→ DATA SHOWN

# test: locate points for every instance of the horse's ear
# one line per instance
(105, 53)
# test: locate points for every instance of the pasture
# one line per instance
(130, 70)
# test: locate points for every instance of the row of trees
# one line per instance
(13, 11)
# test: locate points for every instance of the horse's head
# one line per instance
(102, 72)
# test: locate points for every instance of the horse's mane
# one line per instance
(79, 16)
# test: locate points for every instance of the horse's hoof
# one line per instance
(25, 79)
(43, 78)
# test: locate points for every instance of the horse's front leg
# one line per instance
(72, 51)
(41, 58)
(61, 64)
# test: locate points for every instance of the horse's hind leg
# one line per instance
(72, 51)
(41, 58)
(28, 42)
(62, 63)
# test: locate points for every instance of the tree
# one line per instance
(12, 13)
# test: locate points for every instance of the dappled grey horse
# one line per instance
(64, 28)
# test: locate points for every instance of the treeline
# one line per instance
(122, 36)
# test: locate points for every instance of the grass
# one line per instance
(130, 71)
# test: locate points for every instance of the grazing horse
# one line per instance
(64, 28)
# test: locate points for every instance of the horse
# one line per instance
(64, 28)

--

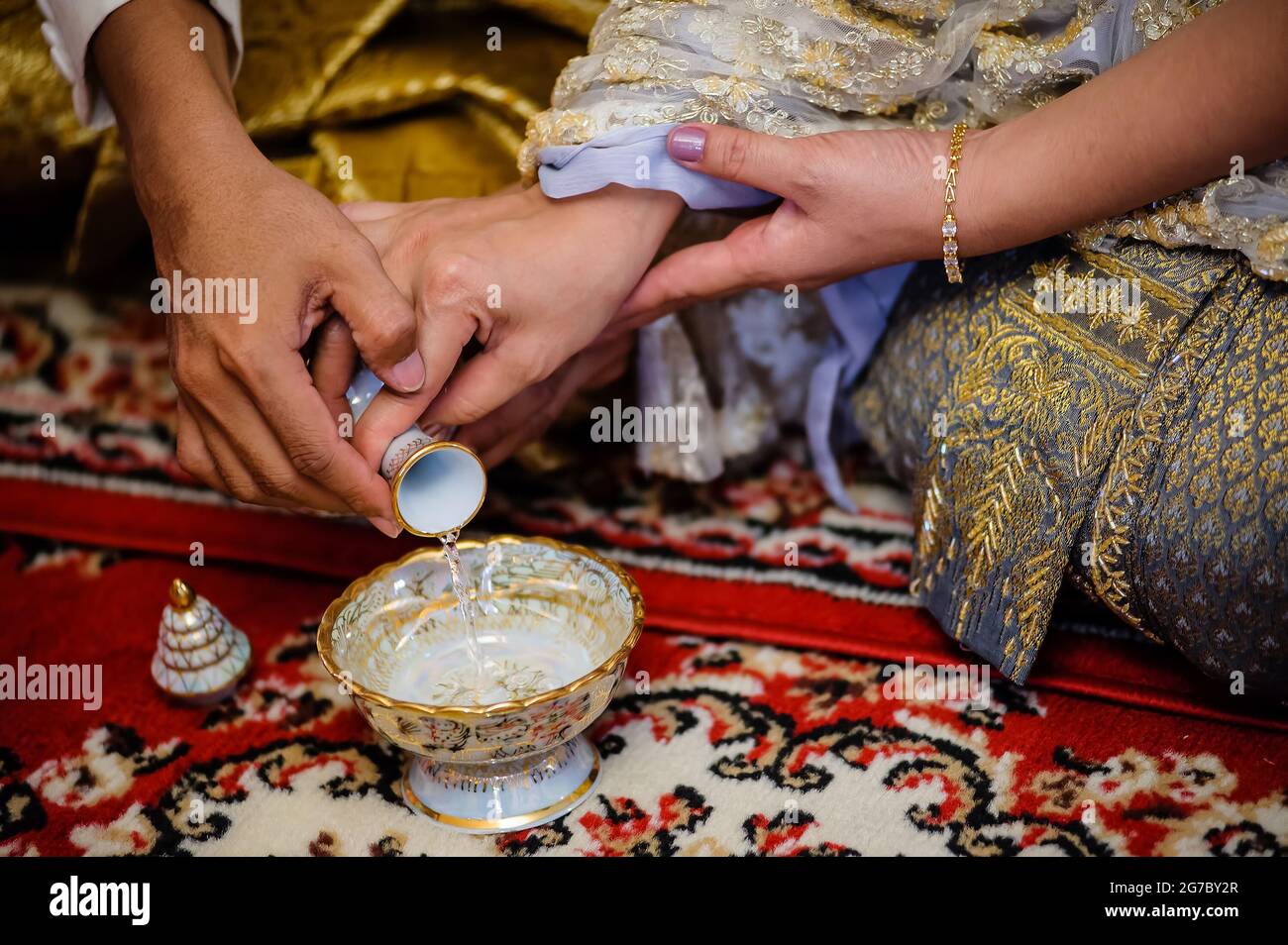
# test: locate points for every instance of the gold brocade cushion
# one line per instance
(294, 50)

* * *

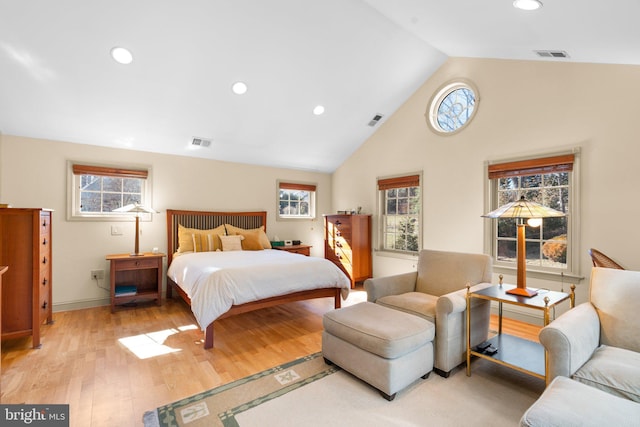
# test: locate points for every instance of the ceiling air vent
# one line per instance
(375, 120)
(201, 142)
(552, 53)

→ WHAT TO DO
Please count how many lines in the records above contain the word "horse", matching case exactly, and give only that number.

→ RESULT BELOW
9